Text provided -
((

Decolonizing Sustainability Speaker Series

The Decolonizing Sustainability Speaker Series is intended to highlight and unpack intersections of settler colonialism, white supremacy, and systems of power/privilege/oppression within the discourse and rhetoric of contemporary sustainability, environmental, and climate change movements.

 

Learn more about this semester’s speaker series below. We hope to see you there!

Spring 2024 Decolonizing Sustainability Speaker Series

 

Details of this semester’s talks are below. All talks will be held in person at the Native American Forum (BSS 162) from 5 - 6:30 PM.

Dr. Aaron Gregory

February 29th: Dr. Aaron Gregory (Cal Poly Humboldt)
Future-Primitive:  The High Stakes of Lithium Power
Thursday, February 29th, 5 - 6:30 PM, Native American Forum (BSS 162)
Bio: Dr. Aaron Gregory is a scholar of Science & Technology Studies (STS) and Assistant Professor with Native American Studies (NAS), conducting critical research situated at the nexus of energy, ecology and Indigeneity. Dr. Gregory received his Ph.D. from UC Berkeley with a focus on STS, Critical Infrastructure Studies and Critical Indigenous Studies. His current scholarship attends to the 'white gold rush' associated with lithium and the renewable energy revolution, exploring the agency, ontology and politics of kinship with lithium among state, technoscientific and Indigenous actors.

))

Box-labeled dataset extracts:
((

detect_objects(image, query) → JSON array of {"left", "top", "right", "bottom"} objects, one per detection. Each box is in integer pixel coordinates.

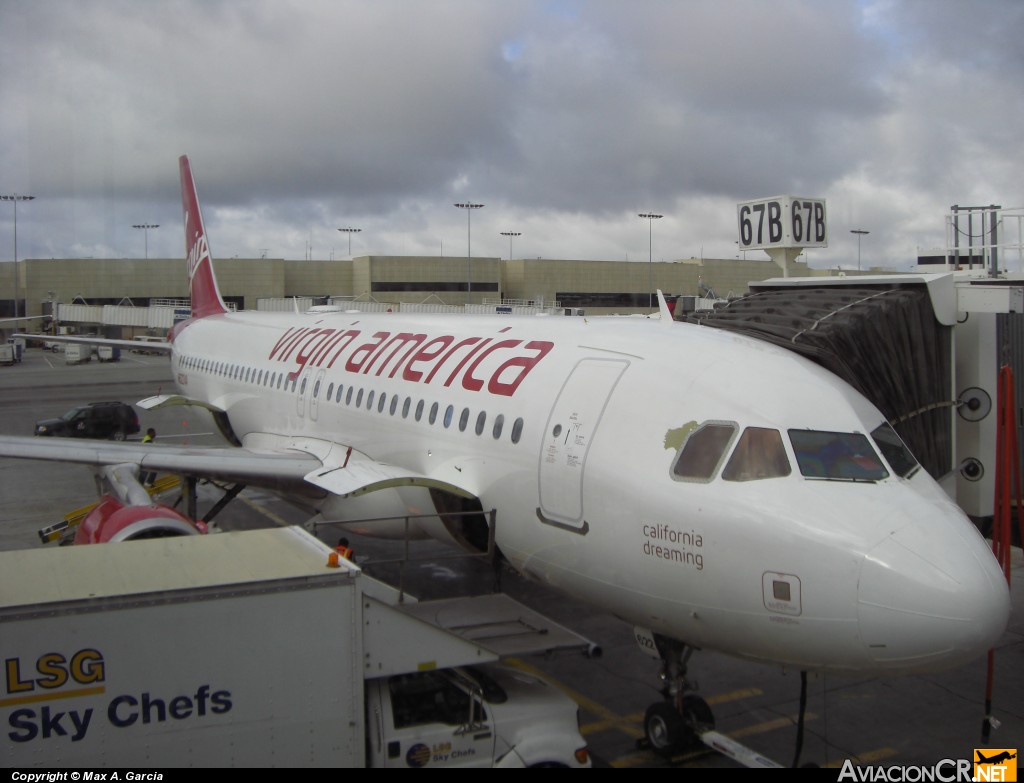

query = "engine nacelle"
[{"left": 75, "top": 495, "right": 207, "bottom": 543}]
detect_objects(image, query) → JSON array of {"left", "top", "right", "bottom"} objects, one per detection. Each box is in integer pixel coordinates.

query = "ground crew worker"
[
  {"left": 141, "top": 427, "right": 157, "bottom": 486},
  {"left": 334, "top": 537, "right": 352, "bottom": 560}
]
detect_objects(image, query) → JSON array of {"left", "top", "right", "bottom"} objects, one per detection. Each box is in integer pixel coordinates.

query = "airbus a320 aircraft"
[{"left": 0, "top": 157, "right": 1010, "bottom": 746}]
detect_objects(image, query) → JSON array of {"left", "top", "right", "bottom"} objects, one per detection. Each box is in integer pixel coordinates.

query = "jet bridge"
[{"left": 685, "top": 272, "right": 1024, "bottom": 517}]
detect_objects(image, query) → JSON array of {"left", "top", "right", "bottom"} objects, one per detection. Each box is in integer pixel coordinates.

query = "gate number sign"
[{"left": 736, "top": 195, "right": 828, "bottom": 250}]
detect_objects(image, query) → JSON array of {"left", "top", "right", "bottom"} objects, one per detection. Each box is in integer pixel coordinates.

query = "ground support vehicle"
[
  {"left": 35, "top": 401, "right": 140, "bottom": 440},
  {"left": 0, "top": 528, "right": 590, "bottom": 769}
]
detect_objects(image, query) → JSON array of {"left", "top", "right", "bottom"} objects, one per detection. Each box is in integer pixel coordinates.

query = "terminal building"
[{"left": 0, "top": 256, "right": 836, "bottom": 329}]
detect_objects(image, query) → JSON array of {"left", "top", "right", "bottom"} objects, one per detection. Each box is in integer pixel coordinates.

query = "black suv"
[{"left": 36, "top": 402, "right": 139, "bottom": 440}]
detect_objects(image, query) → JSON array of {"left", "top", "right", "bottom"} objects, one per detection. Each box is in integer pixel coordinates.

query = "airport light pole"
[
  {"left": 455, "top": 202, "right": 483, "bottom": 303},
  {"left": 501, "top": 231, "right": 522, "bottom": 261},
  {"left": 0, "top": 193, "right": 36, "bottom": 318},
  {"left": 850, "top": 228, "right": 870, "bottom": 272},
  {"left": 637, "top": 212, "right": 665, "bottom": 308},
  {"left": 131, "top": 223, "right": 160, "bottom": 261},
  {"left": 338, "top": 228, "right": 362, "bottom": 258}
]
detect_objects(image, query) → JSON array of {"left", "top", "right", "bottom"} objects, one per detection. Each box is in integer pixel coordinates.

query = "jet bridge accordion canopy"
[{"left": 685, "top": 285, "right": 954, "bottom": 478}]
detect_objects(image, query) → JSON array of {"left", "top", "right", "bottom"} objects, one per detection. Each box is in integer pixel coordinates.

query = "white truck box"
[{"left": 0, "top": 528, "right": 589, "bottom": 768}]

))
((

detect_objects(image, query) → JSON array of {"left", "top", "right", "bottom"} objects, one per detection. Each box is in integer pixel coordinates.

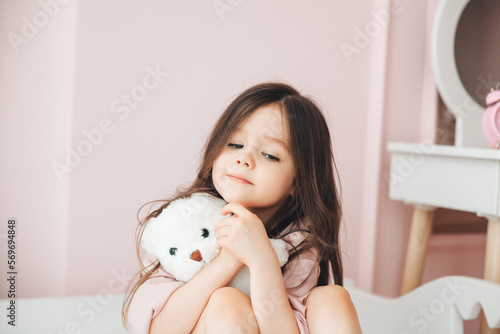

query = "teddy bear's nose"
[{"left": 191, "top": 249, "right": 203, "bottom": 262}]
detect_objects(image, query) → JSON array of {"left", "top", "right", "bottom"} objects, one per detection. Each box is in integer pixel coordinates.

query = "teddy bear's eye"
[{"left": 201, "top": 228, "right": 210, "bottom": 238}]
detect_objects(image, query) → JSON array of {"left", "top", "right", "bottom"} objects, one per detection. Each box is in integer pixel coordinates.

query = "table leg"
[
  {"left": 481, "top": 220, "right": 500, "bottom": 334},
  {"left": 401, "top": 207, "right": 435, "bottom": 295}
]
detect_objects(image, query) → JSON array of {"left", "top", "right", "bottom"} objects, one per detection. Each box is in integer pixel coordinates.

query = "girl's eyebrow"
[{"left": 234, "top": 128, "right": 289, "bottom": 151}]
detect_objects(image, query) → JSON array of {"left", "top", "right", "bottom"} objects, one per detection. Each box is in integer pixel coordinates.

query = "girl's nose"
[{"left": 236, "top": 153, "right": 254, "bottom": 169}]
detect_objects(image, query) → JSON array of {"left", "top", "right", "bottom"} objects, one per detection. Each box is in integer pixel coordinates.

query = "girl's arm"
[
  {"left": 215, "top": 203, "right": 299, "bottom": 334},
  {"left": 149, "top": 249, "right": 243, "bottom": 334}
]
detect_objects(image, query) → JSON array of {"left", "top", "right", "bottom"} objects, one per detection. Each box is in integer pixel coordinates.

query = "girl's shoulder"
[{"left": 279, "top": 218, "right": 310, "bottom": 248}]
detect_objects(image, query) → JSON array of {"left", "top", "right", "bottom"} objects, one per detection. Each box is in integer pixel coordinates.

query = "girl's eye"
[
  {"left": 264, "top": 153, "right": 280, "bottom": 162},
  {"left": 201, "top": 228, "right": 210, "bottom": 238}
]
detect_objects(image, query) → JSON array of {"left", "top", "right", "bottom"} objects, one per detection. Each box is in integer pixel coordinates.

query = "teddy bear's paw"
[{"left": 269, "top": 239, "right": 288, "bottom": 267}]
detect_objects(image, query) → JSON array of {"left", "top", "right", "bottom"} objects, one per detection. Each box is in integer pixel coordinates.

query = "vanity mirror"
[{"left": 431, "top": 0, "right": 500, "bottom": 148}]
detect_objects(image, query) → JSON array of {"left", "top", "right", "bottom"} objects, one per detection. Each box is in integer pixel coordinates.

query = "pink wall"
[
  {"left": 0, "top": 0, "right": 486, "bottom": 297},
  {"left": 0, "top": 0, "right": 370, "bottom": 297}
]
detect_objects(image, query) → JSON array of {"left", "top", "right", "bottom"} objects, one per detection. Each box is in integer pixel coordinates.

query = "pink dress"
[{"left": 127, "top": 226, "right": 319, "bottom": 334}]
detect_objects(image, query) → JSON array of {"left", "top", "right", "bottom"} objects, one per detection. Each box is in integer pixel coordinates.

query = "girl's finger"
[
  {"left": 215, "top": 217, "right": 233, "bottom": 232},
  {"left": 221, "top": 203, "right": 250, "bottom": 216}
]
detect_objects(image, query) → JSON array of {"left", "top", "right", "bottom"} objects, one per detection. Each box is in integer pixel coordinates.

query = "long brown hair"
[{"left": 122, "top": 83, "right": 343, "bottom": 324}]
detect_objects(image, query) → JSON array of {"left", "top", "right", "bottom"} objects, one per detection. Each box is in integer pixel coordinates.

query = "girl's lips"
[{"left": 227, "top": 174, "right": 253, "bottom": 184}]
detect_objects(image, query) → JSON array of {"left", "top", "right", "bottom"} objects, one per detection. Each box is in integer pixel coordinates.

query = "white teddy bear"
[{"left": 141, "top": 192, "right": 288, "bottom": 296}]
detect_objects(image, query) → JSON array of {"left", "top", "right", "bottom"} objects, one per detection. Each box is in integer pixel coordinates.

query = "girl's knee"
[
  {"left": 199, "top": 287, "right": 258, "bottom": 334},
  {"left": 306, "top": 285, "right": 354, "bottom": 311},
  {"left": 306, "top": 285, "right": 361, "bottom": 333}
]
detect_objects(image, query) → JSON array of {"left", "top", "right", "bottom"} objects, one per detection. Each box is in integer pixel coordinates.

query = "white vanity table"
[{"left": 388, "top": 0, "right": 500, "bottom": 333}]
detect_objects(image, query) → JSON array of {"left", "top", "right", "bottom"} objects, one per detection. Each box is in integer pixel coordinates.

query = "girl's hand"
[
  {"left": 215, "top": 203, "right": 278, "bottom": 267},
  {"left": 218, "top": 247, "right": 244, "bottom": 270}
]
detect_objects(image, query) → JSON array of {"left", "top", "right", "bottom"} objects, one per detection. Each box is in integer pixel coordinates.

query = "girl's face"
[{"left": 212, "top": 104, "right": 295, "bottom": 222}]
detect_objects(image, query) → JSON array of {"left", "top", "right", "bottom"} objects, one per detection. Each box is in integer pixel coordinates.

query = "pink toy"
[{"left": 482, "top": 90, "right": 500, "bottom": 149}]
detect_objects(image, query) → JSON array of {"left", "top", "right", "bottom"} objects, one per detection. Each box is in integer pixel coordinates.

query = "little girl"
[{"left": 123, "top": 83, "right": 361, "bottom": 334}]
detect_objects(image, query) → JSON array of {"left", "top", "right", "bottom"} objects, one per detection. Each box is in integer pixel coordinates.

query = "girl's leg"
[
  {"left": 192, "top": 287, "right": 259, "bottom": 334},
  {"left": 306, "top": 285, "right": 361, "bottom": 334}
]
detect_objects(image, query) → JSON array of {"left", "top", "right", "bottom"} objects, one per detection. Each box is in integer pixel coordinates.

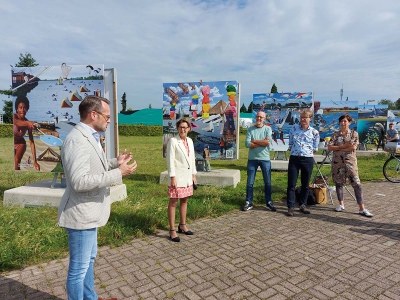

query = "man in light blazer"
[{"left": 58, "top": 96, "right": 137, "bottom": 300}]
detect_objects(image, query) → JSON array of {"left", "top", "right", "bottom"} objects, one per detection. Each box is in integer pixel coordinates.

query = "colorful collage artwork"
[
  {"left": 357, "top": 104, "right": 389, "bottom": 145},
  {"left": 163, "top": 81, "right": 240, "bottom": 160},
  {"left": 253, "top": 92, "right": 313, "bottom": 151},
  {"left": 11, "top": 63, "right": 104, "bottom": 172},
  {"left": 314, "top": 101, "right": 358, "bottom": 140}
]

))

Requests -
a – Answer these questions using the speaker series page:
(i) Where are all of the semester's talks held?
(ii) Where did Dr. Aaron Gregory receive his Ph.D.?
(iii) What is the title of Dr. Gregory's talk?
b – Print a passage from the speaker series page, beginning at the words "February 29th: Dr." and stopping after "PM, Native American Forum (BSS 162)".

Expected responses -
a –
(i) The Native American Forum (BSS 162)
(ii) UC Berkeley
(iii) Future-Primitive: The High Stakes of Lithium Power

b –
February 29th: Dr. Aaron Gregory (Cal Poly Humboldt)
Future-Primitive:  The High Stakes of Lithium Power
Thursday, February 29th, 5 - 6:30 PM, Native American Forum (BSS 162)